» Stored listing:
□ □ □ □ □

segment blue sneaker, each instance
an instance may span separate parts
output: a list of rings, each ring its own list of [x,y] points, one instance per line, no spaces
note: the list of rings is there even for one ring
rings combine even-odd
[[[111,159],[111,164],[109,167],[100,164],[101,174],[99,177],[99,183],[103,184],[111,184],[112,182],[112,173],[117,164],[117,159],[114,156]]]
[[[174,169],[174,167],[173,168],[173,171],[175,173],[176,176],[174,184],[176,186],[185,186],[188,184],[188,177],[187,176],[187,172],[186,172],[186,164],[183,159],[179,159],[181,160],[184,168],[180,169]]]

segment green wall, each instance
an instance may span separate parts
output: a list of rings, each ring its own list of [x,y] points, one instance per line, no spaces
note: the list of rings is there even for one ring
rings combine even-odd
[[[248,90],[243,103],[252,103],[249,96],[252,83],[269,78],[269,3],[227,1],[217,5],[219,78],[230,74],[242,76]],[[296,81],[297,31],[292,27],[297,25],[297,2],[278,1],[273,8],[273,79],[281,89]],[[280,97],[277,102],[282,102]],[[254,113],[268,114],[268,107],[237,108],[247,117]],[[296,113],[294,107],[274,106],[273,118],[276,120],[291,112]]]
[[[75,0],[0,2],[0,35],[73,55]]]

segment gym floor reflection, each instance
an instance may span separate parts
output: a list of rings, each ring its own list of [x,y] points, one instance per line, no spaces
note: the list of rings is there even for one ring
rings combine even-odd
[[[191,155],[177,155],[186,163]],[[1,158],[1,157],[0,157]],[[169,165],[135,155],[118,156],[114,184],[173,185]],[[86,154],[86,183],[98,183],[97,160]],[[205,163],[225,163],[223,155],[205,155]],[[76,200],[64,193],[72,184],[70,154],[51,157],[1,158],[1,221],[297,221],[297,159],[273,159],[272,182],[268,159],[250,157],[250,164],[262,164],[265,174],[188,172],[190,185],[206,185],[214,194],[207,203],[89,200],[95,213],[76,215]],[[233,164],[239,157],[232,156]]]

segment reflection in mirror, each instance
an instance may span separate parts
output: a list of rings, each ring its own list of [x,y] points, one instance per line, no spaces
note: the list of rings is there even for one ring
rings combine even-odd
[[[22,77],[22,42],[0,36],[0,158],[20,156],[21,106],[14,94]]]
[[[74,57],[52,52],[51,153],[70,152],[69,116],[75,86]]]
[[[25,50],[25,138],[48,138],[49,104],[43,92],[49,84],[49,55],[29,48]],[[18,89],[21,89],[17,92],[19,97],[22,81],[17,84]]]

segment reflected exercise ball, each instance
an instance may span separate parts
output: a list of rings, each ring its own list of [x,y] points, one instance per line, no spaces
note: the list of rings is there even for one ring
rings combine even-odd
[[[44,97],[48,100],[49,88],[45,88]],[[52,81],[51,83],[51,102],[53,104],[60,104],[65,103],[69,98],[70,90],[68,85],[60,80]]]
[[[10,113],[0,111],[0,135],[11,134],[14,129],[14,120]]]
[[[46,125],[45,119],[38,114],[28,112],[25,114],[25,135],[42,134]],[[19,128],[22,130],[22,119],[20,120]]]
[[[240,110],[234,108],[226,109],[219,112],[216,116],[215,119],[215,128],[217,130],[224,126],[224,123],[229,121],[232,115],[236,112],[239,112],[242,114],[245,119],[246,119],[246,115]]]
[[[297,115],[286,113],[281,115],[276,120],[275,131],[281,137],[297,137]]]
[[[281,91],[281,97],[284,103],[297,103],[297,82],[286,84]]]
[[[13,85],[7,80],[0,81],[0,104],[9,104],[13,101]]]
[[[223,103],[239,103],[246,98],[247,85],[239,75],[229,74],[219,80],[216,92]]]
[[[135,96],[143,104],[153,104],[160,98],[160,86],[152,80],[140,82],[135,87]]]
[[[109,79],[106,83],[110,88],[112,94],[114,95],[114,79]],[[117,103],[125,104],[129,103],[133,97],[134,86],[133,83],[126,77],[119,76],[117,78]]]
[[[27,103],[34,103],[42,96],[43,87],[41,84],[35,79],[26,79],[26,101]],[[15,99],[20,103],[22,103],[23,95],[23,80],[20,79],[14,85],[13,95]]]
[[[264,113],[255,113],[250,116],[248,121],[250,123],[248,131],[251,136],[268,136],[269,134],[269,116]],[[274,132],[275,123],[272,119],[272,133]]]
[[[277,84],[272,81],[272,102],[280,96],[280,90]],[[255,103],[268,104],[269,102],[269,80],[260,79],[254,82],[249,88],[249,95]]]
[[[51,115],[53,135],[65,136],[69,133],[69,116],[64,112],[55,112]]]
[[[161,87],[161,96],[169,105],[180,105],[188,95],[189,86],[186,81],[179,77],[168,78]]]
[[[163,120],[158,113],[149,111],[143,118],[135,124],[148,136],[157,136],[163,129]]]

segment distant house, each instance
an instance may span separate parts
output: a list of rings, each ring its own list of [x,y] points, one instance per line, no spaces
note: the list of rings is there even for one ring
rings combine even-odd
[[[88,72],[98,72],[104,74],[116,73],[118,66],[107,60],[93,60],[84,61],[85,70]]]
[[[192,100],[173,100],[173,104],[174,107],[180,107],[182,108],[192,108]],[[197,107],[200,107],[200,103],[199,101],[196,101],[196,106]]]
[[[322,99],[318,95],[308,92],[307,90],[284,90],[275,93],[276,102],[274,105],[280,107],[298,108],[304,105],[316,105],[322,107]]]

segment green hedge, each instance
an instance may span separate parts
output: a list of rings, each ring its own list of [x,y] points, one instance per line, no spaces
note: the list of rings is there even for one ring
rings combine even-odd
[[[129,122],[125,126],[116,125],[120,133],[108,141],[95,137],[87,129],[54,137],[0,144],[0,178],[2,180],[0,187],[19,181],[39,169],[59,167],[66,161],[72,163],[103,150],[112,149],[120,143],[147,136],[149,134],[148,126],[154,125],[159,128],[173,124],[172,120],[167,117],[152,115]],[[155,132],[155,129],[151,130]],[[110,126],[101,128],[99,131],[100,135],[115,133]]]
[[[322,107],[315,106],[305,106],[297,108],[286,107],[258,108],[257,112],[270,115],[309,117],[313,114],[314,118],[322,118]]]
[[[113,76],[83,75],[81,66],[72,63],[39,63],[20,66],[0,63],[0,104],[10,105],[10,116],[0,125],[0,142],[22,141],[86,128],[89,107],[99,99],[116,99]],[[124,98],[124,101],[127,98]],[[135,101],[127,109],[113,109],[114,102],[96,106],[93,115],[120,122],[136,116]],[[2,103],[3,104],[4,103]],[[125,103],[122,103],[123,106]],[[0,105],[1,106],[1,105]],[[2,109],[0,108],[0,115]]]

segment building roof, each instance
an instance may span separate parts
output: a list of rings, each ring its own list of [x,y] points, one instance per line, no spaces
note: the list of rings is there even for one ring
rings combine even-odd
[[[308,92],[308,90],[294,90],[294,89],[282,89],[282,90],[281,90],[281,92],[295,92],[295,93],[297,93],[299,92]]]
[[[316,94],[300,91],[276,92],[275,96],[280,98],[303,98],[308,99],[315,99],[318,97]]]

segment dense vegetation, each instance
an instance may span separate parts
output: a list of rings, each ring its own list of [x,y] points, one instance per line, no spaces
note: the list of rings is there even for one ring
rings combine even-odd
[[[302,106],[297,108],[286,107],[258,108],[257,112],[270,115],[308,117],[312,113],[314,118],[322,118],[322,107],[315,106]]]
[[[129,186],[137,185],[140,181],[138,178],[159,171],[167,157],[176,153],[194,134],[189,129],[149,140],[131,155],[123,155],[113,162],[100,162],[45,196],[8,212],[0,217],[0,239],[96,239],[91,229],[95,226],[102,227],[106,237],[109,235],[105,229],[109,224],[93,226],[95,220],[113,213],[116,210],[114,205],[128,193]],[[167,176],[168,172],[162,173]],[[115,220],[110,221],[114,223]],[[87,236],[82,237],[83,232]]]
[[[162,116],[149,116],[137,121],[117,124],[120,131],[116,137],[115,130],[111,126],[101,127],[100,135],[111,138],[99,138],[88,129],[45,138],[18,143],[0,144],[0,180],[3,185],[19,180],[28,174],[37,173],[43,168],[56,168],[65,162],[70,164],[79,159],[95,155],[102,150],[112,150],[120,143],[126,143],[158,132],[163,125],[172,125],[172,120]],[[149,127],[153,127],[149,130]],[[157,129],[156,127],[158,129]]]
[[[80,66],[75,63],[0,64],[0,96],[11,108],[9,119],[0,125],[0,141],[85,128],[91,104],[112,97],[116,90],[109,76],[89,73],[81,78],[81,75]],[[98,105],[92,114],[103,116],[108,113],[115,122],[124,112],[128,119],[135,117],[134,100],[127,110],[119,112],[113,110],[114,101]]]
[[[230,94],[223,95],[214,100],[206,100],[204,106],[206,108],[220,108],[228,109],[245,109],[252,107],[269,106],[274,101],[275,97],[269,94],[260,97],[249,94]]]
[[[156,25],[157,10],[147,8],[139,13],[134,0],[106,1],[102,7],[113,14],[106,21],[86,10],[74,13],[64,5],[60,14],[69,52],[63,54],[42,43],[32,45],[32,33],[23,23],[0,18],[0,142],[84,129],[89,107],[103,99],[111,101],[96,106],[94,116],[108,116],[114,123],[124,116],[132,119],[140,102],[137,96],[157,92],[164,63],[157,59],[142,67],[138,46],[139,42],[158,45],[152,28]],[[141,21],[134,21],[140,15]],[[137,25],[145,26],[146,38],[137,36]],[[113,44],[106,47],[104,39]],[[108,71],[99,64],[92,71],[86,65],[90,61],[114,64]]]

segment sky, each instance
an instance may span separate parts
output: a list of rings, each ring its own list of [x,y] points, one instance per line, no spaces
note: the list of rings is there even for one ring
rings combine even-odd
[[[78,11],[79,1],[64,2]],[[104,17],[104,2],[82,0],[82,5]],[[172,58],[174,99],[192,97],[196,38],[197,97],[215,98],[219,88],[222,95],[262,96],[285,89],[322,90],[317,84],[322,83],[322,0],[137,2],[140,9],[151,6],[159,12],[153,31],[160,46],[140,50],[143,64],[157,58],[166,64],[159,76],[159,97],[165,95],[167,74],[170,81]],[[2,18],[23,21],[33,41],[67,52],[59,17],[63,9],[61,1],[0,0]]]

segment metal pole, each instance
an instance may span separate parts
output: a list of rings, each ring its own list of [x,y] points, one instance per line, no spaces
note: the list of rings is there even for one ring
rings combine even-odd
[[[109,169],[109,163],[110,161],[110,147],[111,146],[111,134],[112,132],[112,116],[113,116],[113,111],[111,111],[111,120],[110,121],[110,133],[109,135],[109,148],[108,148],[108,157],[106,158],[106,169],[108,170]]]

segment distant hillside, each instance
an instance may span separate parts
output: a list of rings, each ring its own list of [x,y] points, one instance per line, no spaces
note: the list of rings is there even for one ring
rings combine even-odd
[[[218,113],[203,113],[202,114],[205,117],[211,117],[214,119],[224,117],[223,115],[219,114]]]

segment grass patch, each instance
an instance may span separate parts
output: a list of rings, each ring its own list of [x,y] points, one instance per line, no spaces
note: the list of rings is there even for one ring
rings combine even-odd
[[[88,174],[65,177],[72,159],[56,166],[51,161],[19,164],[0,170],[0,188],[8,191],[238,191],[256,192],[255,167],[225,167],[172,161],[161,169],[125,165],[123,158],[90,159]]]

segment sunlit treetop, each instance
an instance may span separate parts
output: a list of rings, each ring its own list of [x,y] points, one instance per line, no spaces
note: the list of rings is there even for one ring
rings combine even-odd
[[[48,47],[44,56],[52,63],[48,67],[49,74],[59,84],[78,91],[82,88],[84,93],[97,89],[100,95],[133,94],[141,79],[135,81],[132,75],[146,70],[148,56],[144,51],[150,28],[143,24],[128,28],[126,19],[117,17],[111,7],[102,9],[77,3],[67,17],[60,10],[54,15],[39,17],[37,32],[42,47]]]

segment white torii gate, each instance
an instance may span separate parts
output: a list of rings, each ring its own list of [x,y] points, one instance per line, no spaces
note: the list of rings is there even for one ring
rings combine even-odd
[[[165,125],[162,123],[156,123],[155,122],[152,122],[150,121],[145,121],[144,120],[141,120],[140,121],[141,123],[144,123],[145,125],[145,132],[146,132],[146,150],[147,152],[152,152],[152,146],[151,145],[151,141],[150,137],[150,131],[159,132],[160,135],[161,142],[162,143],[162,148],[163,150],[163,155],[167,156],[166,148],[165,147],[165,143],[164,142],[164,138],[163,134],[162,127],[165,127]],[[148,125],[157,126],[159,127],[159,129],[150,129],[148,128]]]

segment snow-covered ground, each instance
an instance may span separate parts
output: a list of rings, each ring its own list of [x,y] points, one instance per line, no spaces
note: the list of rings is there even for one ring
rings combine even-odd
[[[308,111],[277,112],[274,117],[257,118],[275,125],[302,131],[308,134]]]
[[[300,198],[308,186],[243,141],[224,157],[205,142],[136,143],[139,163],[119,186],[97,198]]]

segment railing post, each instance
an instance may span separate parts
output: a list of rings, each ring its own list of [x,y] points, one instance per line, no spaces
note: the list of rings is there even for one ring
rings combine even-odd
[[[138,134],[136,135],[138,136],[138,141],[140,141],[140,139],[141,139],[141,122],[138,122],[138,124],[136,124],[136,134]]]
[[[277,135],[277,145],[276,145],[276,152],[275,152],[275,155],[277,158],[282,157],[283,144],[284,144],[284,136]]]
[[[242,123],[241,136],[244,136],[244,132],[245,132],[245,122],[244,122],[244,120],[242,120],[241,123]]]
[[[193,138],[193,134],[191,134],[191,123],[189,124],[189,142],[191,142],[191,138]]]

□ □ □ □ □

» Job: Recast the lines from the one containing "segment railing post, each instance" through the end of the listing as a numbered list, omitting any blank lines.

» Right answer:
1. segment railing post, each instance
2. an instance may span separate parts
3. output: a list of rings, each ring its own list of [x,y] points, one instance per line, no spaces
4. note: the list of rings is there even for one ring
5. rings combine even-odd
6. [[[138,134],[136,135],[138,136],[138,141],[140,141],[140,139],[141,139],[141,122],[138,122],[138,124],[136,124],[136,134]]]
7. [[[277,135],[277,145],[276,145],[276,152],[275,152],[275,155],[277,158],[282,157],[283,144],[284,144],[284,136]]]
8. [[[242,123],[241,136],[244,136],[244,132],[245,132],[245,122],[244,122],[244,120],[242,120],[241,123]]]
9. [[[193,138],[193,134],[191,134],[191,123],[189,124],[189,142],[191,142],[191,138]]]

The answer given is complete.